Items listed in a dataset:
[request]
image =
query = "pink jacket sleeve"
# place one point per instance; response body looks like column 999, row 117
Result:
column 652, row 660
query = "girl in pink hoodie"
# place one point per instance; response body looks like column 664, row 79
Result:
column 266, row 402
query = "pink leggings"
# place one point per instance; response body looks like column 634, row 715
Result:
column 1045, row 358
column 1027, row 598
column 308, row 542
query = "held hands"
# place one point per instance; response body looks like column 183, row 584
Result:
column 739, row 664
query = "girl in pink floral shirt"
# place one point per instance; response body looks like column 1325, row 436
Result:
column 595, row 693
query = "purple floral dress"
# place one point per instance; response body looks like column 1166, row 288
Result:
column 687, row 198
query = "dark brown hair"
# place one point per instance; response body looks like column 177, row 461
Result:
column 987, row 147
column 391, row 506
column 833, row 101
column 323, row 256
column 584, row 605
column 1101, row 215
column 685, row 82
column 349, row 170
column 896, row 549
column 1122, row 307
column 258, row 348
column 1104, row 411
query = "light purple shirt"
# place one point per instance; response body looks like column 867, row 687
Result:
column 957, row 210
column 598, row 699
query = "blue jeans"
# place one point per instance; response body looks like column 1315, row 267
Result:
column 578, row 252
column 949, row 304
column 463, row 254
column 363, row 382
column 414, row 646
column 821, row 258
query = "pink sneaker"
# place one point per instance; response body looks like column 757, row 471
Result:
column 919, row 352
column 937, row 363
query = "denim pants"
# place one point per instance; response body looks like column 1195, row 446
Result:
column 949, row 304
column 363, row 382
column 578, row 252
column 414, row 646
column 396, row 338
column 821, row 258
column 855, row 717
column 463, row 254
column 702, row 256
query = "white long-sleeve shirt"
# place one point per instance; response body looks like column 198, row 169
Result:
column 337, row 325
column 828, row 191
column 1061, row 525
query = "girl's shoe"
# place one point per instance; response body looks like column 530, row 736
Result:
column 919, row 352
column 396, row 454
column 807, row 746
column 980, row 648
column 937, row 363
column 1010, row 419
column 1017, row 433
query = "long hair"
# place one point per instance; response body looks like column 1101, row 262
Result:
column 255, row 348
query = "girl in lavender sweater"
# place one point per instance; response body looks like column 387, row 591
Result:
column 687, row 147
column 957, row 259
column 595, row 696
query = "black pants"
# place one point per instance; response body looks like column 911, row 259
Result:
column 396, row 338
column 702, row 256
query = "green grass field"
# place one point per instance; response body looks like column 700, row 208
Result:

-- Problem to solve --
Rewrite all of the entries above as a numbered list, omitting any blank lines.

-- Final result --
1. [request]
2. image =
3. query = "pink jacket sleeve"
4. # place one point per instance; response body looks like column 999, row 117
5. Result:
6. column 652, row 660
7. query = "girl in pink hoodie"
8. # place one point per instance; response body looks like column 664, row 79
9. Result:
10. column 266, row 402
11. query = "pink leggings"
12. # place one point per instance; response body looks like column 634, row 715
13. Result:
14. column 1045, row 358
15. column 1027, row 598
16. column 308, row 542
17. query = "held hands"
18. # place one point per instance; response body looks like column 183, row 584
19. Result:
20. column 739, row 664
21. query = "girl in pink floral shirt"
22. # place one point per instance; response body looks like column 1325, row 436
23. Result:
24. column 595, row 693
25. query = "purple floral dress"
26. # place one point per instance; response body looks like column 1166, row 288
27. Result:
28. column 687, row 198
29. query = "dark brown hair"
30. # place one point per instance; response body looks like column 177, row 461
31. Result:
32. column 987, row 147
33. column 391, row 506
34. column 833, row 101
35. column 323, row 256
36. column 584, row 605
37. column 1101, row 215
38. column 685, row 82
39. column 349, row 170
40. column 896, row 549
41. column 1122, row 307
42. column 258, row 348
43. column 1104, row 411
44. query = "light purple shirt"
45. # place one point per instance; response body looks like column 867, row 687
46. Result:
47. column 957, row 210
48. column 598, row 699
49. query = "blue jeans"
50. # place one point per instance; response body looks like column 1315, row 267
51. Result:
52. column 578, row 252
53. column 949, row 304
54. column 463, row 254
55. column 363, row 382
56. column 414, row 646
57. column 821, row 258
58. query = "pink sneaker"
59. # place one point per instance; response body looks like column 757, row 471
60. Result:
61. column 919, row 352
62. column 937, row 363
63. query = "denim pants"
64. # place one point per instance; response body looks like column 1195, row 446
65. Result:
66. column 949, row 304
67. column 363, row 382
68. column 578, row 252
69. column 414, row 646
70. column 396, row 338
71. column 821, row 258
72. column 855, row 717
73. column 463, row 254
74. column 702, row 256
75. query = "white long-sleeve shirt"
76. # place one point per instance; response body looks like column 198, row 169
77. Result:
78. column 337, row 325
79. column 828, row 191
80. column 1061, row 525
81. query = "girl's shoe"
82. # place one point per instance; response body looks like column 530, row 736
83. Result:
84. column 919, row 352
85. column 396, row 454
86. column 807, row 746
87. column 980, row 648
88. column 937, row 363
89. column 1010, row 419
90. column 1017, row 433
91. query = "long hair"
92. # place one point per instance; response body looks like column 1101, row 262
93. Result:
94. column 255, row 348
95. query = "girl in lavender sweater"
96. # place one point per instance; response body looks like column 387, row 591
97. Result:
98. column 687, row 147
99. column 957, row 259
100. column 595, row 696
101. query = "black pants"
102. # place one point per instance; response body looks like column 911, row 259
103. Result:
104. column 396, row 338
105. column 702, row 256
106. query = "green grass field"
107. # place one point per instance; response body looks like column 700, row 208
108. Result:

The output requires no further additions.